- **SELECTED EXCERPT**:
Subcommittee on Transportation, Treasury and General Government Hearing on the Budget Overview for the Department of the Treasury: Testimony of The Honorable John Snow, Secretary, Department of the Treasury

TREASURY SECRETARY JOHN SNOW TESTIMONY BEFORE THE SENATE APPROPRIATIONS COMMITTEE SUBCOMMITTEE ON TRANSPORTATION, TREASURY AND GENERAL GOVERNMENT

Chairman Shelby, Senator Murray, and Members of the Committee, I appreciate the opportunity to appear before you today to discuss President Bush’s FY 2005 proposed budget for the Department of the Treasury.

The President’s request for FY 2005 of $11.7 billion for Treasury provides funding we need to support the core missions as identified in our new strategic plan – in promoting national prosperity through economic growth and job creation; maintaining public trust and confidence in our economic and financial systems; and ensuring the Treasury organization has the workforce, technology, and business practices to meet the nation’s needs effectively and efficiently. Two key strategic objectives are to collect federal tax revenue when due through a fair and uniform application of the law and to disrupt and dismantle the financial infrastructure of terrorists, drug traffickers, and other criminals and isolate their support networks.

One historic change at Treasury in the past year has been the movement of most of the Department’s law enforcement divisions – affecting some 30,000 employees – to the Department of Homeland Security and the Department of Justice. This change has provided an opportunity for Treasury to refocus on its core missions as the Federal Government’s economic policymaker, financial manager, and revenue collector. This puts us in a better position to fulfill our critical role in fighting the war on terrorist financing. In addition, the Department revised and completed a new strategic plan in September 2003. To complement this strategic planning initiative, the Department and many of the bureaus underwent a restructuring of their budget activities and programs – discontinuing enforcement programs which no longer fit into the Treasury strategic vision and developing new performance goals and measures focused on getting value for taxpayers. As a result of these efforts, our FY 2005 request reflects significant reengineering and reprogramming to ensure efficient and effective use of our resources.

- **DATA EXCERPTS**:
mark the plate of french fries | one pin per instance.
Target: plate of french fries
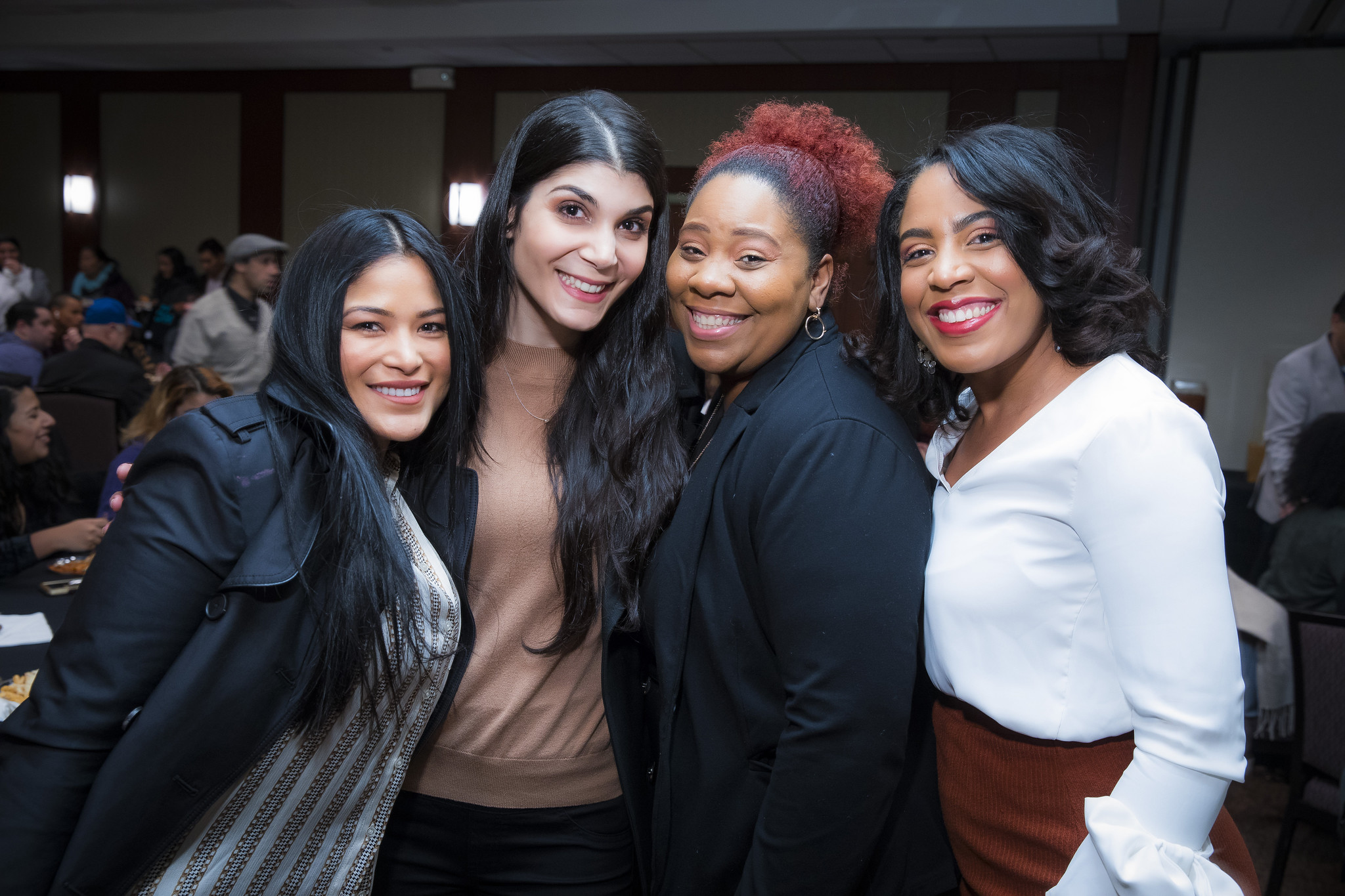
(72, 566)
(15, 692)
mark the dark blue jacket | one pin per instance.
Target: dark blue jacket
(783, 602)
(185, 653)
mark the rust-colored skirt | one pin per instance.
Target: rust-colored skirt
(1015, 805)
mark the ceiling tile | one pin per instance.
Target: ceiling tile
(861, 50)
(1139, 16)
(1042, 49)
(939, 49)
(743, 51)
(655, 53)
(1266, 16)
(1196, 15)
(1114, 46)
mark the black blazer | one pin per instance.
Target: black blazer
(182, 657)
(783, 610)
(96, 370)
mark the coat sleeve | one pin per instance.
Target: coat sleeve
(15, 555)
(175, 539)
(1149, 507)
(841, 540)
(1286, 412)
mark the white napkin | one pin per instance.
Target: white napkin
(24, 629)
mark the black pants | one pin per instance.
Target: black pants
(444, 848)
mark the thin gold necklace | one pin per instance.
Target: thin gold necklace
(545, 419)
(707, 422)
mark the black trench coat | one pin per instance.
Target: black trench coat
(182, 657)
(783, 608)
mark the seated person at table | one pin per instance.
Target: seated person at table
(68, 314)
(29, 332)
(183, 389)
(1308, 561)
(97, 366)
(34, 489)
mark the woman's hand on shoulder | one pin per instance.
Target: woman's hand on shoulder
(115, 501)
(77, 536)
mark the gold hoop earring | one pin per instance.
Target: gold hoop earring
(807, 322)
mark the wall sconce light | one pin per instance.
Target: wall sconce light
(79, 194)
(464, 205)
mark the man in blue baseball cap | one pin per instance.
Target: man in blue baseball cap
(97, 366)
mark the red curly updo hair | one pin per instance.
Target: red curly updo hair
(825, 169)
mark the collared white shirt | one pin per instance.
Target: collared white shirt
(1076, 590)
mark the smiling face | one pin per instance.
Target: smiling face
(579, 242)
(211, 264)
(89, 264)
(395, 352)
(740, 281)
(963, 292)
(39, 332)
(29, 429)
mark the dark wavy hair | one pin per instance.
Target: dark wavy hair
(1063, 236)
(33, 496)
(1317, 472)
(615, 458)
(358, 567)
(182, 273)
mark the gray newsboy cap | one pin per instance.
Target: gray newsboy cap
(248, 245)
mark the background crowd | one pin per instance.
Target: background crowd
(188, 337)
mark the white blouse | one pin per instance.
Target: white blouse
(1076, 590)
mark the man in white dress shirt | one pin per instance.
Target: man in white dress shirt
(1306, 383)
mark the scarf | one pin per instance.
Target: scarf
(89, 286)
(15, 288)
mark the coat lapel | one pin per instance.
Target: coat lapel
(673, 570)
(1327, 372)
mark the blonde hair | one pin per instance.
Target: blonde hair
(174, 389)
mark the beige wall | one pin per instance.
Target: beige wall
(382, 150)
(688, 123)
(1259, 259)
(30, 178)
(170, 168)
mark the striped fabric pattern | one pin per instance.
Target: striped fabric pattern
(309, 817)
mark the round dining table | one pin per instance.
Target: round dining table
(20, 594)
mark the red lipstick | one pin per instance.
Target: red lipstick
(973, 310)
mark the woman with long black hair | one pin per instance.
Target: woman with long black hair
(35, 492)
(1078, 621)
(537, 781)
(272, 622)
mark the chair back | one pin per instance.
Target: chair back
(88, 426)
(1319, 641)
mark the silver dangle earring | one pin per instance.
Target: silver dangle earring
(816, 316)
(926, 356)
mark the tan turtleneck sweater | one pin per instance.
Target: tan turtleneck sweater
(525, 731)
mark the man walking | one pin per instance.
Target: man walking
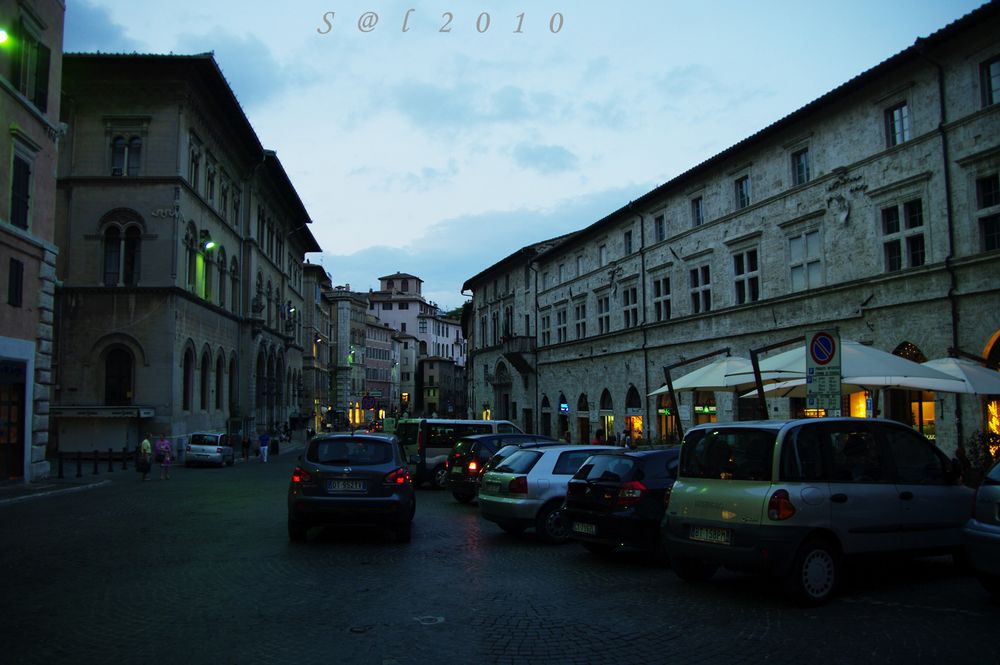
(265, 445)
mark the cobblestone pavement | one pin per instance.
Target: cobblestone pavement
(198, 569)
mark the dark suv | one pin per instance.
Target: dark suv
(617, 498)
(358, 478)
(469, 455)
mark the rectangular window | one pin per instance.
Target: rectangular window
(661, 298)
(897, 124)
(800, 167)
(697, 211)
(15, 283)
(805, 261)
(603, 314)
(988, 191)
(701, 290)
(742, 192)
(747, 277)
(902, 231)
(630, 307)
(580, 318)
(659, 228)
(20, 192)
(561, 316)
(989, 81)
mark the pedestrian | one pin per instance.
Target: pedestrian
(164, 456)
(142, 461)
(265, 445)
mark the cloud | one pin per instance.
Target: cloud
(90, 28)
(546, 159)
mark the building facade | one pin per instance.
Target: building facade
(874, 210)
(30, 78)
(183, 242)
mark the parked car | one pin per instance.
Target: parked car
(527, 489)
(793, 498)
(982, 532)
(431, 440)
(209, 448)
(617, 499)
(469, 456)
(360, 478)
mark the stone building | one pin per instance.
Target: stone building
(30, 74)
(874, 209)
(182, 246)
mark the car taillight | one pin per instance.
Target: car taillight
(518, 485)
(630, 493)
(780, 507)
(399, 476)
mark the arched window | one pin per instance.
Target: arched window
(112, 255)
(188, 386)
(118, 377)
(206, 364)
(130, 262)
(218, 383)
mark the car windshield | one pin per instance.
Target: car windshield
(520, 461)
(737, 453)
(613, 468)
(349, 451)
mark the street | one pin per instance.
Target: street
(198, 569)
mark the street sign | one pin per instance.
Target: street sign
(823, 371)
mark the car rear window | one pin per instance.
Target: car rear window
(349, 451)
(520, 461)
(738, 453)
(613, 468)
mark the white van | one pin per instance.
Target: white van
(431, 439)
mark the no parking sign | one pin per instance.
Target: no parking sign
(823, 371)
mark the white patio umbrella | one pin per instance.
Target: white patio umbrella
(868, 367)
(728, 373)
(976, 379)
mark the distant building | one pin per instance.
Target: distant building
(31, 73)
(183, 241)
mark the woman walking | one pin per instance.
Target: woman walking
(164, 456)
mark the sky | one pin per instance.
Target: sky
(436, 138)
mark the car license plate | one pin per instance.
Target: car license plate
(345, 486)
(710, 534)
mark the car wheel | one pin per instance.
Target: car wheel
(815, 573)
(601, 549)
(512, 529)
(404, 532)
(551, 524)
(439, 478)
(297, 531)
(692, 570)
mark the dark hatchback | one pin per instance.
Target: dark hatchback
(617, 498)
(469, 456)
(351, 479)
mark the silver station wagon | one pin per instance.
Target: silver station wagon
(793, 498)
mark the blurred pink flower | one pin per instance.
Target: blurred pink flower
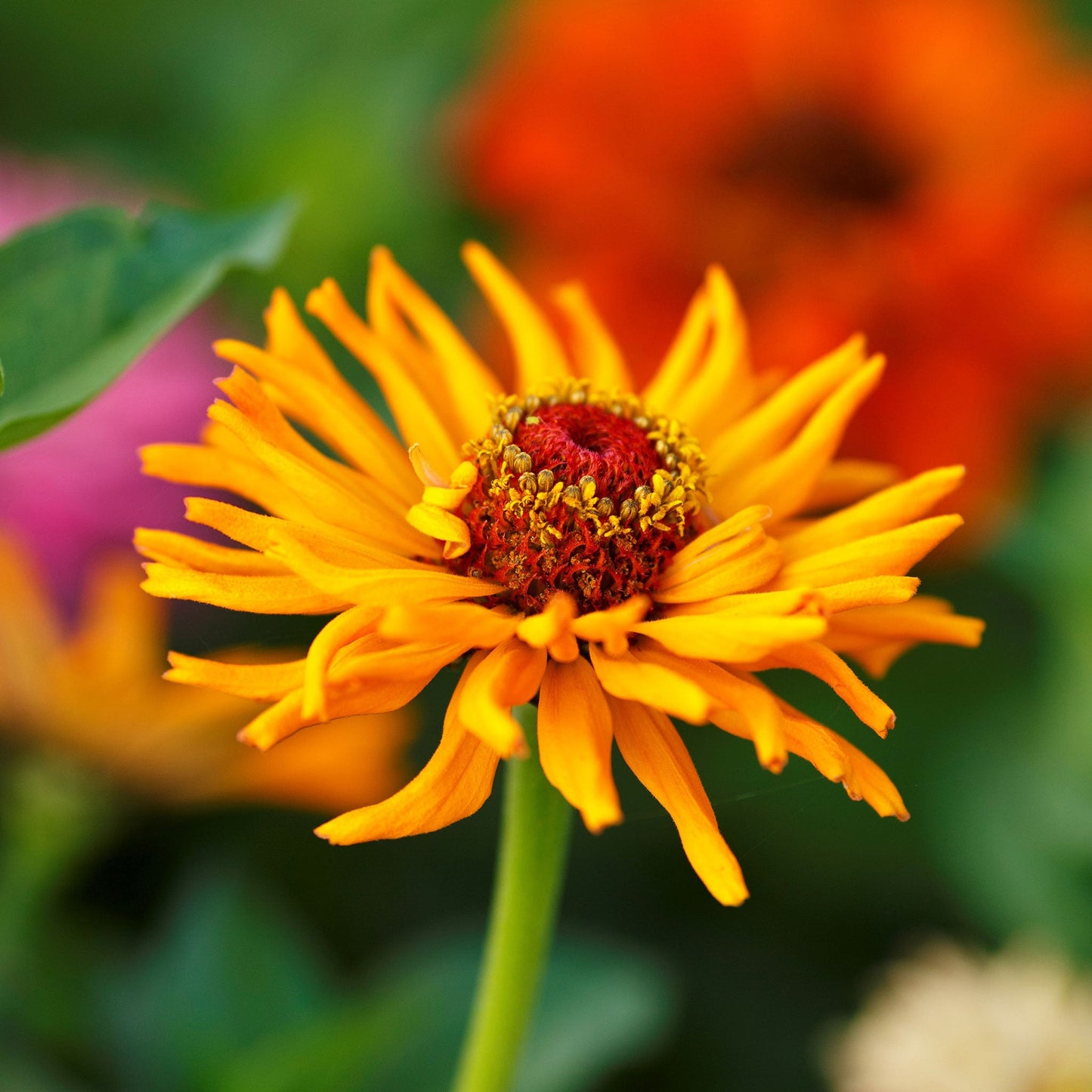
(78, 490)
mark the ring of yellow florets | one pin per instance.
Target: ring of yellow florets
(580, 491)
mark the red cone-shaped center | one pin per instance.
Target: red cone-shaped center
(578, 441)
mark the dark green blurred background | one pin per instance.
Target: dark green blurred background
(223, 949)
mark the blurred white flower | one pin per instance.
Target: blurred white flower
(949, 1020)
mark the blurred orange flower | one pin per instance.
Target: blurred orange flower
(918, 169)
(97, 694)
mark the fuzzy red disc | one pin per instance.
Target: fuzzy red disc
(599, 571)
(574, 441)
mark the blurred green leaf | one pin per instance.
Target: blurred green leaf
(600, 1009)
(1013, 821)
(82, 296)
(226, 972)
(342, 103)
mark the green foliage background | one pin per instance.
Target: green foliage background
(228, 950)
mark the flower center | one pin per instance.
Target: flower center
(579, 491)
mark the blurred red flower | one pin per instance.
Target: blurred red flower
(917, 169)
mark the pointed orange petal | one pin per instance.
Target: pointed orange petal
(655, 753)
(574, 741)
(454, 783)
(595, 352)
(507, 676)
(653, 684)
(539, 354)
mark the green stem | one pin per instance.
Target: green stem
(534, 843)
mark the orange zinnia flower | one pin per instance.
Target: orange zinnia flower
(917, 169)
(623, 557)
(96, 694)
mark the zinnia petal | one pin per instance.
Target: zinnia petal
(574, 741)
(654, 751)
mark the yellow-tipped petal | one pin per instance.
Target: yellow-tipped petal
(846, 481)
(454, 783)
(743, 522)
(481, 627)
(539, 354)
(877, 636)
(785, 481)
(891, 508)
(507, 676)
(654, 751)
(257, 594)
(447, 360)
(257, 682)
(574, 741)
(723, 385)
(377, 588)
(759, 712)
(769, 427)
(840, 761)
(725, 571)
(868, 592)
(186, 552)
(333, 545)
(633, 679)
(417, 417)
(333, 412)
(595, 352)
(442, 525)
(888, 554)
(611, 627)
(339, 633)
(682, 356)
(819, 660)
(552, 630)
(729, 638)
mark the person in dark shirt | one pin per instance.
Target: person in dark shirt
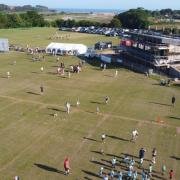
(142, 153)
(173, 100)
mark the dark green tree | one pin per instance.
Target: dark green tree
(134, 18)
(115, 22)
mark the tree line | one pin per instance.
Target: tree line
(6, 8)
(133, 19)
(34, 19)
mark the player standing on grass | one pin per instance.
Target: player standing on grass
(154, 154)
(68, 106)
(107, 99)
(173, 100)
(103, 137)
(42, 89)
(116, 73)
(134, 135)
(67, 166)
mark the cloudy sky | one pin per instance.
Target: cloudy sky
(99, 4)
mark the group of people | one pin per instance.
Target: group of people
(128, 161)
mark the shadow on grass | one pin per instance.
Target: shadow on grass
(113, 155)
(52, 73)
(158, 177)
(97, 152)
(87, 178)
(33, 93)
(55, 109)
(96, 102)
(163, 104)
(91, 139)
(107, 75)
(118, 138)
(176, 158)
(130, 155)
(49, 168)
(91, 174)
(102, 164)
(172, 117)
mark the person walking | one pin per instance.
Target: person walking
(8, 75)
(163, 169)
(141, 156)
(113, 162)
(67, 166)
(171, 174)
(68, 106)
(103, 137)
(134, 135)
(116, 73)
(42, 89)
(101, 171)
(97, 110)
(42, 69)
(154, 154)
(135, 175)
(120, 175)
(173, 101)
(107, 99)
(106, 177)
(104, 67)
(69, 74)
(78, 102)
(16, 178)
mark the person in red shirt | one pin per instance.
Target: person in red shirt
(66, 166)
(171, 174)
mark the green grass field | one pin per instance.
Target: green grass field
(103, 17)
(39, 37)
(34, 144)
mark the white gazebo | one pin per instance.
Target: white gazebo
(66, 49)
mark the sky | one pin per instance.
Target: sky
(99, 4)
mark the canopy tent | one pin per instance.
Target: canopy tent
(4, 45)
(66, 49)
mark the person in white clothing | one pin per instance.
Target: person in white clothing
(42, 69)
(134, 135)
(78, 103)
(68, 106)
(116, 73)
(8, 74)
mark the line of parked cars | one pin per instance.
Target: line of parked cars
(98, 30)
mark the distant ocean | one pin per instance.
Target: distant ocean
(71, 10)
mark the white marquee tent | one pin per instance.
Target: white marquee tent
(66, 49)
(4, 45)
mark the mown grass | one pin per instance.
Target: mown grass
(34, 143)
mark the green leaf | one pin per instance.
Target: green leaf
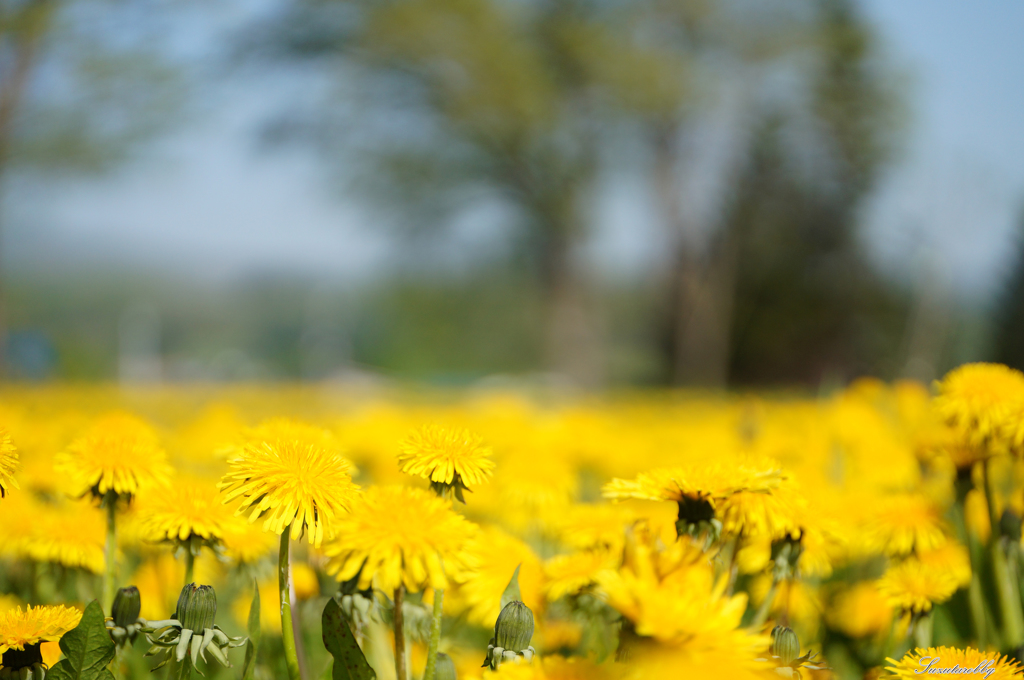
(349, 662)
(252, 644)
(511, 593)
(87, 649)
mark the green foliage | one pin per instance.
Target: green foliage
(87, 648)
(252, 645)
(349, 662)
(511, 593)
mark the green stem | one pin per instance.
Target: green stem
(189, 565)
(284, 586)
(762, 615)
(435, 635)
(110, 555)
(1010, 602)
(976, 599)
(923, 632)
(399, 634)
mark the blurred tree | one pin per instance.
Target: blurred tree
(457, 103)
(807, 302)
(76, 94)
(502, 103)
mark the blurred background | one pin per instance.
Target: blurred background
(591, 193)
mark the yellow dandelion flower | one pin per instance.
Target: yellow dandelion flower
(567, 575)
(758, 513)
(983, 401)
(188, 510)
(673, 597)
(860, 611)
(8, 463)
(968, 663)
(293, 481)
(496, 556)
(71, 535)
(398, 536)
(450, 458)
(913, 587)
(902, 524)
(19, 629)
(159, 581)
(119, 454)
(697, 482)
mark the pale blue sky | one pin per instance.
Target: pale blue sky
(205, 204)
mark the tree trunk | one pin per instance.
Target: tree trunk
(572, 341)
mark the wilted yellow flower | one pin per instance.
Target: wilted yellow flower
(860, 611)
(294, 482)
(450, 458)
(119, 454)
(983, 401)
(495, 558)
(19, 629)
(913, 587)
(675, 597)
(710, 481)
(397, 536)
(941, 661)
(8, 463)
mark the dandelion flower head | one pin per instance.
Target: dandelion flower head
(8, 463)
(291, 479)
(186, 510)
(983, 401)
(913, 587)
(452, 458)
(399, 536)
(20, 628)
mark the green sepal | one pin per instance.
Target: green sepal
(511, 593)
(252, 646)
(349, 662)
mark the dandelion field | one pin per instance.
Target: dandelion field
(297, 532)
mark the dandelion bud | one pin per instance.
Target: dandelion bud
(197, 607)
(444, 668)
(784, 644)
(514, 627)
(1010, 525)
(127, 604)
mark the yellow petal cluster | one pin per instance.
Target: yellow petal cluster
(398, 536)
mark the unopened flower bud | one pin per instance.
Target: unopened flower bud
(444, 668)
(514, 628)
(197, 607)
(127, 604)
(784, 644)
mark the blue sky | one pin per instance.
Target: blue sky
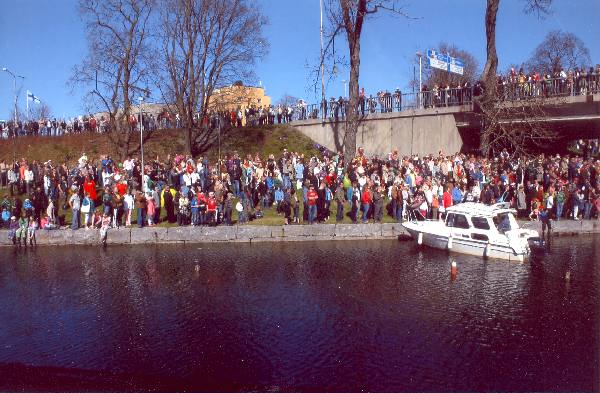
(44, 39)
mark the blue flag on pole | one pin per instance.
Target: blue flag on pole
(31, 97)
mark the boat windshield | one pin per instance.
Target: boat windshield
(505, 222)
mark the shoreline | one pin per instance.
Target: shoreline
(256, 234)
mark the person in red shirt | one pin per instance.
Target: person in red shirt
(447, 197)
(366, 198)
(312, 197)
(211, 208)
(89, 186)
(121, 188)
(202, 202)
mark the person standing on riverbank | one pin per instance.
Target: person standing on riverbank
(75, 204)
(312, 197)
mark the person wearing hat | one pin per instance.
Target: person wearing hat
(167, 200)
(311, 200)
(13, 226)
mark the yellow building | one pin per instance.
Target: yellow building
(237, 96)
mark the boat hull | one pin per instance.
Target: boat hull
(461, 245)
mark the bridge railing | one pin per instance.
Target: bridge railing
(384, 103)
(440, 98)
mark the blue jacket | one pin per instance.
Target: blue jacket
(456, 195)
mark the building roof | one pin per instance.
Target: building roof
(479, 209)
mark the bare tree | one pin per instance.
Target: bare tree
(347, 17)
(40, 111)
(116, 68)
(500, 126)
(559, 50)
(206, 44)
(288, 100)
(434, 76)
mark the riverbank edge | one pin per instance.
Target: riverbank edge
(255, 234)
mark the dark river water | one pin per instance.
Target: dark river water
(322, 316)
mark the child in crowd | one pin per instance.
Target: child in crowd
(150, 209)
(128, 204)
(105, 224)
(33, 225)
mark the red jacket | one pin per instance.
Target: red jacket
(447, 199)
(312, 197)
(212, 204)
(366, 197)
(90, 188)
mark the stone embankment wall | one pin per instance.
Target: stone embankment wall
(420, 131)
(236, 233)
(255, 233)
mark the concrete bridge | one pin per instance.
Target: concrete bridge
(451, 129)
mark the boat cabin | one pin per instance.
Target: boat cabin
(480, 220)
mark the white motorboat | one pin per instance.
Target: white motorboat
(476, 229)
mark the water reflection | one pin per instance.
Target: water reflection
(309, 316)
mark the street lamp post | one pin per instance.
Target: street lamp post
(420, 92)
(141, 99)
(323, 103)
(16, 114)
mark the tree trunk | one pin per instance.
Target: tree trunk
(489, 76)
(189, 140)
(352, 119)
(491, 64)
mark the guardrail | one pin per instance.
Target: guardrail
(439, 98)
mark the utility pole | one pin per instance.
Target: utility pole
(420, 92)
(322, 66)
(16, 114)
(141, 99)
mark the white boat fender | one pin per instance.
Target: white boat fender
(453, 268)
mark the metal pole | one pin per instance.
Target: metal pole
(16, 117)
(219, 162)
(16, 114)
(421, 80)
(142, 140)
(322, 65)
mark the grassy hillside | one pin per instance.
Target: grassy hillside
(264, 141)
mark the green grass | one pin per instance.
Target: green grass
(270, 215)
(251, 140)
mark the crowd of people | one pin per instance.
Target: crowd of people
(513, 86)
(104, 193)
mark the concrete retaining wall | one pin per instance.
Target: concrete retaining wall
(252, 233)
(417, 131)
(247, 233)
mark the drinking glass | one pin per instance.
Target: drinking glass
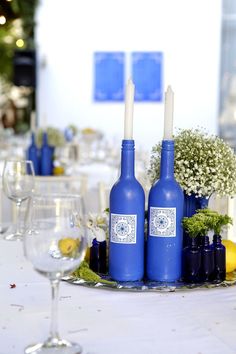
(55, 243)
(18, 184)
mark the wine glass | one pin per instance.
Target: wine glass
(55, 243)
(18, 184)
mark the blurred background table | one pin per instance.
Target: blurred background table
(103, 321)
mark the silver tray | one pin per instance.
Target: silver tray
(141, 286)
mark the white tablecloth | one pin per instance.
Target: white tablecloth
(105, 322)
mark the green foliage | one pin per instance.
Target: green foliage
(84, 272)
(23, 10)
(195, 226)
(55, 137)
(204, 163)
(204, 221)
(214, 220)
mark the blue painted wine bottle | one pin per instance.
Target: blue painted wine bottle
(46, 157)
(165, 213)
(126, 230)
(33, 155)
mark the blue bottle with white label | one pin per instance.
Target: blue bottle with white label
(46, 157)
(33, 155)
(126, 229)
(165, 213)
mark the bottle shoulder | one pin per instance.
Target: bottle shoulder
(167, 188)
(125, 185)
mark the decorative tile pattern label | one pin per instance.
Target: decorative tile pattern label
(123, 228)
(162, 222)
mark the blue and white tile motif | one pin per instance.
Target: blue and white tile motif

- **SHORT EXERCISE**: According to the Treasury budget testimony, roughly how many employees were affected when most of the Department's law enforcement divisions moved to other departments?

- **WORKED ANSWER**: Some 30,000 employees.